Required work:
1: In the Twitter poop story, on what date were the quoted tweets posted?
2: Please repeat everything from "I have a story" down to "an absolute horror-thriller." in the Twitter poop story, putting "bookstore" in place of "grocery store".

Text excerpt:
━━━━━━

It kind of in the very nature of poop, isn’t it? To cause inescapable trouble when you take it out of its comfort zone – your home loo. And hence the unchanging fact that we all have at least one severely embarrassing poop story. I know I for sure have one that I’ve never told anyone.

Well, the ever-unforgiving Poop Gods really did a number on @_blotty just recently. Courage incarnate, this young girl revealed her poop truth to the world via Twitter the other day and boy was it hilarious AF.
Even just the opening tweet is enough to catch the wandering eye.
I have a story to tell. It is about my poop
— misunderstood worm (@_blotty) March 22, 2016
What started out as a cute Hollywood rom-com…
So, yesterday I went on a date with a man who asked me out in the grocery store the other day. All was going well. I went back to his place
— misunderstood worm (@_blotty) March 22, 2016
Very soon turned into an absolute horror-thriller.
I am a confident, calm and self assured woman…so I felt comfortable popping in his bathroom. This was a mistake. His toilet did not flush
— misunderstood worm (@_blotty) March 22, 2016
Properly. So, of course, like any calm, confident, self assured woman. I panicked. And flushed it a million times, making everything worse
— misunderstood worm (@_blotty) March 22, 2016
I mean, imagine. Alarms going off in your head.
By this point, I was really frantic because I had been in there for too long. There was only one single piece of poop. So in that moment
— misunderstood worm (@_blotty) March 22, 2016
Something came over me. And I knew exactly what I had to do. I got toilet paper and removed the one poop from the toilet. Once that was done
— misunderstood worm (@_blotty) March 22, 2016
This is when shit really hit the fan. While remaining in her hand, that is.
I realized I didn’t have a plan. What do I do with it now? I can’t fucking leave it there. By this point I was REALLY freaking out because
— misunderstood worm (@_blotty) March 22, 2016
I’d DEFINITELY been in there too long. So, again, making another horrible decision. I did the only thing I could think to do. I wrapped it
— misunderstood worm (@_blotty) March 22, 2016
Wait for it…
In multiple layers of toilet paper, and put it in my purse
— misunderstood worm (@_blotty) March 22, 2016
Yep. That happened.
Alright, so now what? We are sitting there on his couch and kissing and all I can think of is the piece of poop in my purse
— misunderstood worm (@_blotty) March 22, 2016
The rest of the evening was obviously a romantic blur.

━━━━━━

Material shown:
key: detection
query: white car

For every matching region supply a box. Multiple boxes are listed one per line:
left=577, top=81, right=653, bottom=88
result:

━━━━━━

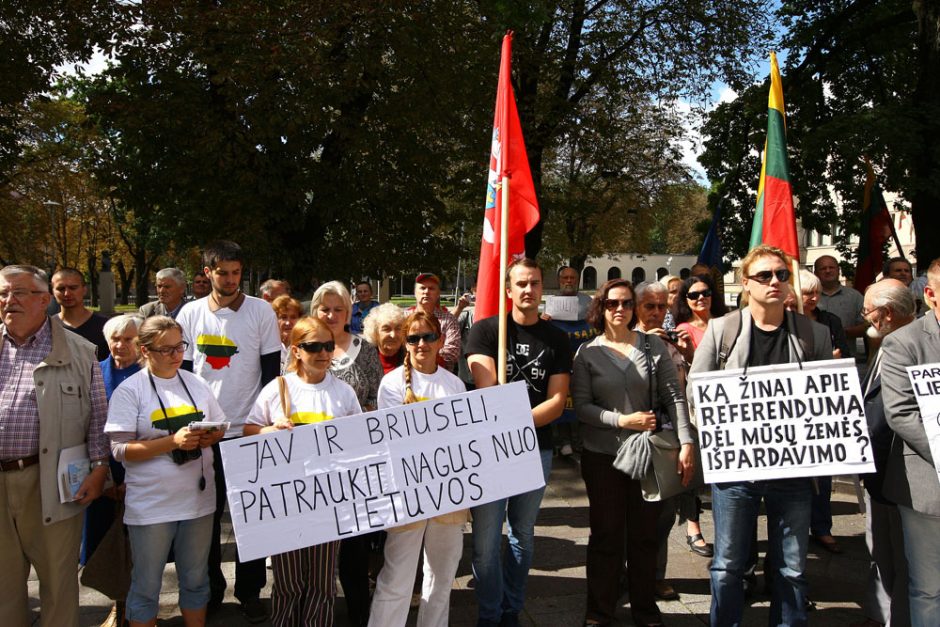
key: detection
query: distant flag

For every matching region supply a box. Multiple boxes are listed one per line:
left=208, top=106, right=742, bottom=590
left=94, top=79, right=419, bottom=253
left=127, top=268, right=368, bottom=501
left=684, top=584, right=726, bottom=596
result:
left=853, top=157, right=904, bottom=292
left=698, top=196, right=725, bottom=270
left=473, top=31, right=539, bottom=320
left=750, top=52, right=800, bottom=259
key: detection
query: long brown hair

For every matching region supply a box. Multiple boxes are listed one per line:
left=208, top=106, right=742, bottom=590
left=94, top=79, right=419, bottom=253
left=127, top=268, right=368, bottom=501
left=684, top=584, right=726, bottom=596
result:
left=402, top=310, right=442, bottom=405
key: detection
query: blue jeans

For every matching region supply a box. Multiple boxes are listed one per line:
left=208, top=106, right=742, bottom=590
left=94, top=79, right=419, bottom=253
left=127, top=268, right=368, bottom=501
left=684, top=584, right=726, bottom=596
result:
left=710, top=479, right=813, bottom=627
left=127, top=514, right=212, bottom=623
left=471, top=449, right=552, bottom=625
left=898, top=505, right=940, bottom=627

━━━━━━

Solved tasks:
1: March 22, 2016

2:
I have a story to tell. It is about my poop
— misunderstood worm (@_blotty) March 22, 2016
What started out as a cute Hollywood rom-com…
So, yesterday I went on a date with a man who asked me out in the bookstore the other day. All was going well. I went back to his place
— misunderstood worm (@_blotty) March 22, 2016
Very soon turned into an absolute horror-thriller.